» Aim of the task: From the data underneath, reproduce exactly the stretch that begins at the line with "Target: sailboat mast" and ends after the line with "Target: white boat hull".

--- Data shown ---

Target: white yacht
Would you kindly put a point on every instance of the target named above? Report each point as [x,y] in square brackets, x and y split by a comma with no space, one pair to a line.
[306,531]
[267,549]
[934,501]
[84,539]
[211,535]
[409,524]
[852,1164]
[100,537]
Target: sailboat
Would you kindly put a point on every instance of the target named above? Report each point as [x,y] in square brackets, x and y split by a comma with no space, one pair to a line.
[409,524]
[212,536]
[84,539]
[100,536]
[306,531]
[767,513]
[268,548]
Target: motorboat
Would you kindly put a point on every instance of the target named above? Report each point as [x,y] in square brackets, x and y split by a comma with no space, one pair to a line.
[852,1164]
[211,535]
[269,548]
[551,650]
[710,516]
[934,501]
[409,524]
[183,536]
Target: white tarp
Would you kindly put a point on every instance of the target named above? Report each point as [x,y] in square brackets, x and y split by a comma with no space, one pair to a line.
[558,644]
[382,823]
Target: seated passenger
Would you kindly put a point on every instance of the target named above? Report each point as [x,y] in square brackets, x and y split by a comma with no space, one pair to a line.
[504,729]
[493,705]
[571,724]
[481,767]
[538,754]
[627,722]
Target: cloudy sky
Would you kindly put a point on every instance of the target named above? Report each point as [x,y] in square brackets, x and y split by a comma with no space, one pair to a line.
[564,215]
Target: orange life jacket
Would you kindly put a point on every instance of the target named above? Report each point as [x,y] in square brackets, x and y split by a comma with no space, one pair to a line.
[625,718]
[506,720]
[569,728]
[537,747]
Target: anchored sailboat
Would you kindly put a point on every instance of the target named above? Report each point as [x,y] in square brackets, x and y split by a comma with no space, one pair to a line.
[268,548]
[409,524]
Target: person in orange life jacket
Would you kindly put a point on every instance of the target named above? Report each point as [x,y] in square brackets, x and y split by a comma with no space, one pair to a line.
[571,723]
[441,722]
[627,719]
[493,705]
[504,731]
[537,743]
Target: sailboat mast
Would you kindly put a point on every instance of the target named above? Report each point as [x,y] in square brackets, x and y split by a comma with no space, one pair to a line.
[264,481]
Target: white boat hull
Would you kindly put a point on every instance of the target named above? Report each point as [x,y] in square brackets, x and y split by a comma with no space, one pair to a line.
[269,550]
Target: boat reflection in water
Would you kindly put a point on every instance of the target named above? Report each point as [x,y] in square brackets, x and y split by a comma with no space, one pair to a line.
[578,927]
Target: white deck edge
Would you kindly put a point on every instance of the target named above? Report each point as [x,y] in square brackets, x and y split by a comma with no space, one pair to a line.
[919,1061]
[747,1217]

---

» Solved exercise:
Target: sailboat mast
Would you kindly put a point on every instance of the target named above? Report each point as [x,y] in square brackets, x and y split by a comma with no space, one pair to a line.
[264,481]
Target: white boat hull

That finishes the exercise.